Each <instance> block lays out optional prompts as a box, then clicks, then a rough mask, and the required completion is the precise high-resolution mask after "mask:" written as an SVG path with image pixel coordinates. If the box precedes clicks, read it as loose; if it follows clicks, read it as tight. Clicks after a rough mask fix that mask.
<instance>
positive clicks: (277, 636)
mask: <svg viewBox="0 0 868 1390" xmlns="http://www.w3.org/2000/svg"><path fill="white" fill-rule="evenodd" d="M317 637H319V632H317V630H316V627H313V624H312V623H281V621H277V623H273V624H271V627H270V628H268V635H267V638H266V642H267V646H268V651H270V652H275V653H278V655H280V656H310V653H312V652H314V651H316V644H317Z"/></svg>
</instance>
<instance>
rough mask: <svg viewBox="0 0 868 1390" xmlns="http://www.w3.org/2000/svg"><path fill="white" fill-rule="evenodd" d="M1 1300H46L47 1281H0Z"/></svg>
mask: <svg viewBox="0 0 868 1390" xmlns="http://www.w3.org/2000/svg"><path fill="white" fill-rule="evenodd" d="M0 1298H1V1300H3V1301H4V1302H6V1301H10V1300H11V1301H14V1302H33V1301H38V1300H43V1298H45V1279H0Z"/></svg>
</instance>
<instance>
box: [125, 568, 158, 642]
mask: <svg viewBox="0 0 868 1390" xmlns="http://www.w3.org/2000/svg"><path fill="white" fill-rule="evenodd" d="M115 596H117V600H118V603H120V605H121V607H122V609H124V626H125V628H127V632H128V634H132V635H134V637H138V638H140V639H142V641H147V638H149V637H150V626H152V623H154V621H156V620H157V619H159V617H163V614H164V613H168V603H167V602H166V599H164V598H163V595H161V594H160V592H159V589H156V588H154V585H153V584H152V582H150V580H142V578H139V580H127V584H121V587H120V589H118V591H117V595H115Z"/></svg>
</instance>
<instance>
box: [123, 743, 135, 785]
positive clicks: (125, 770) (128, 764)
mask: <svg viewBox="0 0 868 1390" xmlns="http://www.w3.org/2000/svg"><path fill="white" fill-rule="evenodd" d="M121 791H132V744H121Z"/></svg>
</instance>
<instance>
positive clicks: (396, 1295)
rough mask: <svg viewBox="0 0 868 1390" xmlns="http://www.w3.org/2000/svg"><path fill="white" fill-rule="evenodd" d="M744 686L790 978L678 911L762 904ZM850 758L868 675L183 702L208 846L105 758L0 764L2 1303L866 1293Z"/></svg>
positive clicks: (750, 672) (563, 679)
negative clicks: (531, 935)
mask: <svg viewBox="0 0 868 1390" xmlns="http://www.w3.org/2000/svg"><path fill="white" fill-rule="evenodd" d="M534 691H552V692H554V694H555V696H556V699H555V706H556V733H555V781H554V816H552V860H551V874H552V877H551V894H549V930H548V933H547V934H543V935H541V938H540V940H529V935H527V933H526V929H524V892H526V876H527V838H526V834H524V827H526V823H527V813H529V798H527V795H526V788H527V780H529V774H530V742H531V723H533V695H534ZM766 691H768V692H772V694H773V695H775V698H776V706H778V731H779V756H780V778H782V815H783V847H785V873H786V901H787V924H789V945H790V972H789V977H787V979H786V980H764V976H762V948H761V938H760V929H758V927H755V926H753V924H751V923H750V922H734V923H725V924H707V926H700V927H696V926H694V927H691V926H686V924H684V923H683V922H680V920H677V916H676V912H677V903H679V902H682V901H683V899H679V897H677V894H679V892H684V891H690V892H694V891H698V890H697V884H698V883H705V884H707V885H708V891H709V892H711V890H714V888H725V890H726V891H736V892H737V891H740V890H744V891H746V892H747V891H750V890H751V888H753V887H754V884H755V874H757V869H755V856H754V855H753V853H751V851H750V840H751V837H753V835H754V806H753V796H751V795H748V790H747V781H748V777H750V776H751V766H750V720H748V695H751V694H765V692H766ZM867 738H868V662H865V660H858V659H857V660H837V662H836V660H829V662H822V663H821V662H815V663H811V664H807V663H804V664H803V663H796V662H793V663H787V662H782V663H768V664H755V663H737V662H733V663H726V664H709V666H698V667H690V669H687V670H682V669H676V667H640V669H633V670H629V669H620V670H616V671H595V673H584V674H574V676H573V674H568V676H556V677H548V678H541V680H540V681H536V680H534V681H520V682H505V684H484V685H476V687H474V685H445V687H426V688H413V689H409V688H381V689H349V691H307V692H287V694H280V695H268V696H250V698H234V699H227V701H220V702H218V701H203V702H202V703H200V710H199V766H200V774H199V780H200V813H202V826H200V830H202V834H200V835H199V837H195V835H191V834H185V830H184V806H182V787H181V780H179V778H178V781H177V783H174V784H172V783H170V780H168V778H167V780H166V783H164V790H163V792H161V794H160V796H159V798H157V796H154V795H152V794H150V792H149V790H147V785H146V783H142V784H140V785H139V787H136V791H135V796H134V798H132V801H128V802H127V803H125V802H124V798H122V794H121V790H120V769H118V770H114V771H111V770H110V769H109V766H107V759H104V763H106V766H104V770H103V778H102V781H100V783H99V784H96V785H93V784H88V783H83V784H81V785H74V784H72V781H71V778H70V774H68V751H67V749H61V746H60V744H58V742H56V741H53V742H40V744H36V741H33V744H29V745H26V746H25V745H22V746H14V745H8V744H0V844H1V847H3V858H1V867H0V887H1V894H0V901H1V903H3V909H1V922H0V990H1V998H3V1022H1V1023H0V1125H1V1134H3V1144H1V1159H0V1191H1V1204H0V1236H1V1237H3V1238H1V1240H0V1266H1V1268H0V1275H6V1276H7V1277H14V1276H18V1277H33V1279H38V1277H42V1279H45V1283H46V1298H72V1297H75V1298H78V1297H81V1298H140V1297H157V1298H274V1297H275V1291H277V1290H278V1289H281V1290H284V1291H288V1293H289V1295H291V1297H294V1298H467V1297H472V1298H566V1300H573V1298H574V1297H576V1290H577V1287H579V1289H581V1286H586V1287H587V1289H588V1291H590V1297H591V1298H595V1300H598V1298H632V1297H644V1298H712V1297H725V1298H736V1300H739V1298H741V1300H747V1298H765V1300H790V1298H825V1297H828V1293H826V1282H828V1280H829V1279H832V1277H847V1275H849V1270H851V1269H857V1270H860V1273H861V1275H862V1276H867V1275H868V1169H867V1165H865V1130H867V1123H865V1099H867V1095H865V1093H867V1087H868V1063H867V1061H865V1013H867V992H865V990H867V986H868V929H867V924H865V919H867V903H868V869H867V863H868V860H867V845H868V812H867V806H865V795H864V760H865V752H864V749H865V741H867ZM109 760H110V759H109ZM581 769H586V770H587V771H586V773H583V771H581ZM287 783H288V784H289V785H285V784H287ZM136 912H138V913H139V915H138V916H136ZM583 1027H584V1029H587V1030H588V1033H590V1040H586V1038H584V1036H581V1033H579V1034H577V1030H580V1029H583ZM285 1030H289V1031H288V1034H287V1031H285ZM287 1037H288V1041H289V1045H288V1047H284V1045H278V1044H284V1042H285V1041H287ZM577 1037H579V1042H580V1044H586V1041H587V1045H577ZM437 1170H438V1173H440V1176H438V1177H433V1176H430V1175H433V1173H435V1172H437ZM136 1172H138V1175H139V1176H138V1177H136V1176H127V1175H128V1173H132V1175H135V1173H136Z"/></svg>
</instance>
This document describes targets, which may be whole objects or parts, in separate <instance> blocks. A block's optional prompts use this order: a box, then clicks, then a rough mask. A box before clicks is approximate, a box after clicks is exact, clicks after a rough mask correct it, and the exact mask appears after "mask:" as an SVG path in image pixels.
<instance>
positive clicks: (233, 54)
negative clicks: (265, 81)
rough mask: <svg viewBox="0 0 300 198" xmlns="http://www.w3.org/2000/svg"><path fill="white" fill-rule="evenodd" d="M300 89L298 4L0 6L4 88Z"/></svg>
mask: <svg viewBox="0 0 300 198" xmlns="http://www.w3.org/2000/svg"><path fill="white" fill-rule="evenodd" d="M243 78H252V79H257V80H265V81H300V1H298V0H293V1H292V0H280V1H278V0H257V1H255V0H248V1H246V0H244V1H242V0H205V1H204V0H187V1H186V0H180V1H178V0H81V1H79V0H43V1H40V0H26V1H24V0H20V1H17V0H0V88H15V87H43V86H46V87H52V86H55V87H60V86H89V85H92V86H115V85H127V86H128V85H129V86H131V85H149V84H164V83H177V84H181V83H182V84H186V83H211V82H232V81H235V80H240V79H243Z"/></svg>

++++++++++

YOUR TASK
All lines in the data above from the one with "positive clicks: (396, 1295)" through the one with "positive clicks: (750, 672) (563, 679)" must be repeated exactly, and no others.

SOLUTION FOR THIS EXERCISE
positive clicks: (396, 1295)
rough mask: <svg viewBox="0 0 868 1390" xmlns="http://www.w3.org/2000/svg"><path fill="white" fill-rule="evenodd" d="M744 686L790 978L678 911L762 904ZM850 758L868 675L183 702L208 846L105 758L0 764L2 1303L866 1293Z"/></svg>
positive clicks: (750, 672) (563, 679)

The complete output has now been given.